#### Sağlanan metin:
# # #

“Esas olan yaptığınız iştir.”
Erdal Öz’ün anısına ailesinin koyduğu ödülün bu seneki sahibi, edebiyatımızın çınarlarından Murathan Mungan’ın ödül akşamındaki sözleriydi bunlar. Ödüllerin, ödüllerle birlikte gelen ritüellerin anlamına değinen Mungan, edebiyatçılardan sonsuza uzanabilecek sesin ışığında söyledi bu cümleyi. Yazarın zihninden kağıtlara erişen, hem sesi hem de ışığı barındıran o sonsuzluk prizmasının tarifini yaparcasına. Hemen her şeyin yazarla masası arasındaki o bitimsiz buluşmada ortaya çıktığını ima edercesine. Yazma eyleminin yepyeni bir dünya vaadi, gerçekle gerçek olmayan arasında uzanan telkâri bir asma köprü olduğunu hatırlatırcasına. Bir yazarın yaşamındaki koyakları, gelgitleri, o gelgitlerle birlikte yazara yaşatılan darboğazı, o darboğazın içinde kendine güfteli bir yer, gümüşü bir yurt aramaya çalışan o yersizyurtsuz insanı, yazarı anlattı bize Mungan. O ve yazdıklarıyla aşılabilecek engelleri.
Onu, ilk ödülünü kazandığı otuz sekiz şiirinin yer aldığı Sahtiyan’ın içinde gezinen haliyle dinledim kimi kez. Zihnimdeki Murathan Mungan’ın olağanüstü edebi güzelliğiyle, kendi kendime mırıldanarak o lezzeti.

# # #

#### Alıştırma görevi A:
Murathan Mungan'ın ödül akşamını anlatan metinden "Onu, ilk ödülünü" ile başlayıp "mırıldanarak o lezzeti." ile biten bölümü hiç değiştirmeden yineleyin.
#### Alıştırma görevi B:
Murathan Mungan'ın ödül akşamını anlatan yazıyı, son cümlesinden sonra gelecek şekilde lütfen sürdürün.

[Ham kayıtlar]
# # #

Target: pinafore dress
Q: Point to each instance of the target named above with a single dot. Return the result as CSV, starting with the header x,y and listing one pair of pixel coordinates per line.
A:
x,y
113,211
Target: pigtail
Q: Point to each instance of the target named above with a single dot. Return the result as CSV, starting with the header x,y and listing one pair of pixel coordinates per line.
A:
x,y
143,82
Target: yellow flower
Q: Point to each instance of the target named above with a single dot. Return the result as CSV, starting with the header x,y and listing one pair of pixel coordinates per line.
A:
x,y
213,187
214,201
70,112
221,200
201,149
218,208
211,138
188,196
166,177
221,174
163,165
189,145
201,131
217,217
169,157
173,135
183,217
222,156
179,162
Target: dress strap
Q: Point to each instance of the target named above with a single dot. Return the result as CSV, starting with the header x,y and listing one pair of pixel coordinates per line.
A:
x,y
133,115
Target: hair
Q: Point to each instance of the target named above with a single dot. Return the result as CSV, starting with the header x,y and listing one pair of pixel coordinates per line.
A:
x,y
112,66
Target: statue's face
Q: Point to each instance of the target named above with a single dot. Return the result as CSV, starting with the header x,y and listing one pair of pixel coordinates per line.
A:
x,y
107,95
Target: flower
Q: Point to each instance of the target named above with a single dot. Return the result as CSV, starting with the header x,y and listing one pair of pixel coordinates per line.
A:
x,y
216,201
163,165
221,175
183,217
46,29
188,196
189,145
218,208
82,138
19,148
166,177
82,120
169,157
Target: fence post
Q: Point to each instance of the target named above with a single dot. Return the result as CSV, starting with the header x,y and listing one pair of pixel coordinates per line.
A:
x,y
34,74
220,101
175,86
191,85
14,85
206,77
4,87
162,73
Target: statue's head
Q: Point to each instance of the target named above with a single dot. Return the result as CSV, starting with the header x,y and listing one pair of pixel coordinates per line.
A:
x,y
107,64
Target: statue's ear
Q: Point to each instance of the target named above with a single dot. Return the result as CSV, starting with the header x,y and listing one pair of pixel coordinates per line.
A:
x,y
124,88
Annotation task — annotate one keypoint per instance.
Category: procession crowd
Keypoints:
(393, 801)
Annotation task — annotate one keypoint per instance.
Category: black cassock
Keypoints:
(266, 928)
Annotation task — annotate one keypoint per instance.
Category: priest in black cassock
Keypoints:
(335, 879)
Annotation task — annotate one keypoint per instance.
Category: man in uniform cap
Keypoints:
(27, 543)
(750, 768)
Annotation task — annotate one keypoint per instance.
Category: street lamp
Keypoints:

# # #

#### Alıştırma yanıtı A:
Onu, ilk ödülünü kazandığı otuz sekiz şiirinin yer aldığı Sahtiyan’ın içinde gezinen haliyle dinledim kimi kez. Zihnimdeki Murathan Mungan’ın olağanüstü edebi güzelliğiyle, kendi kendime mırıldanarak o lezzeti.

#### Alıştırma yanıtı B:
“dövmegüllerle alnıma nişan düşüren o aşiret töresi
tarihin önünde huzura çıkar sual eder hüviyetini
yüreğim kar altındadır
cehennemler göçebe
ve bedenim, o sınır iklimi
gün gelir açıklar kendini
zaten kim yazabilir ki sanayileşmekte olan bir toplumun bütün cehennemini”
Kimi kez salonun atmosferine eşlik ettim, o geçmişin cehennem kıyısındaki hülyalarına birlikte gittik. 1980’lerin Türkiye’sinde yazar olmanın, yaşananı yazmanın ya da yazamamanın kıyılarına dokunduk. Mungan, Erdal Öz ile nasıl tanıştığını anlattı. O zaman kalkıp o yılların Ankara’sına uzandık. Erdal Öz’ün meşhur Sergi Kitapevi’ne. Derken onun İstanbul’a, Can Yayınları’na varan serüvenine.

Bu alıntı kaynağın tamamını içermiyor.